-- PROVIDED DATA start --

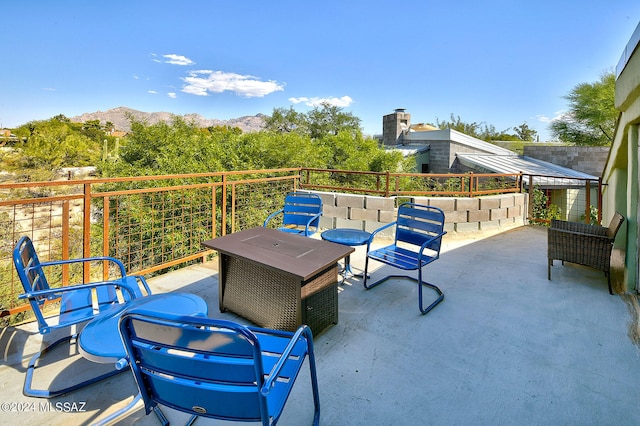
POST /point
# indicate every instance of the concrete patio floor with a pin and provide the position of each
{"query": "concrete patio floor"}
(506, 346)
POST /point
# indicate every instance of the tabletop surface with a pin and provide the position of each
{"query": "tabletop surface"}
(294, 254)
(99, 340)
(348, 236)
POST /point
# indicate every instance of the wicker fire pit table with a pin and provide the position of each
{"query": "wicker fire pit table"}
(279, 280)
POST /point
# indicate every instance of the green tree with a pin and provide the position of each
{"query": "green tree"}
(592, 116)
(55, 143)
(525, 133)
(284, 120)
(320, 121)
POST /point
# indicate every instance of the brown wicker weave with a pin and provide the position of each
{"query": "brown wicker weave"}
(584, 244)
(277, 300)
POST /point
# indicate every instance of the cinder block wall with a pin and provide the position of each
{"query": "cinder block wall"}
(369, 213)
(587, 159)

-- PROVIDED DATA end --

INSTRUCTIONS FOR THE TASK> Pictures don't belong in the copy. Restate all the entries exactly.

ANSWER>
POST /point
# indicate every instance of the concrete patio floor with a pin and provide the position of each
{"query": "concrete patio floor"}
(506, 346)
POST /point
# indicate every instance of the tabletop surface with a pin and provide the position of each
{"query": "tabletop surface"}
(294, 254)
(99, 340)
(348, 236)
POST /point
# indicate every instance of the wicker fire pit table with a pin and provide the position of each
{"query": "wicker fire pit table"}
(279, 280)
POST /point
# indicate every instance of the green tree with a pin and provide the position of each
{"query": "green tree"}
(592, 116)
(55, 143)
(525, 133)
(284, 120)
(320, 121)
POST /point
# indicate every instance of the brown wicker weave with a pin and provide the position of each
{"query": "brown wicker weave"}
(584, 244)
(277, 300)
POST /point
# indicate every instance of the cinder block wall with a pin and provide the position of each
{"query": "cinder block wall"}
(369, 213)
(587, 159)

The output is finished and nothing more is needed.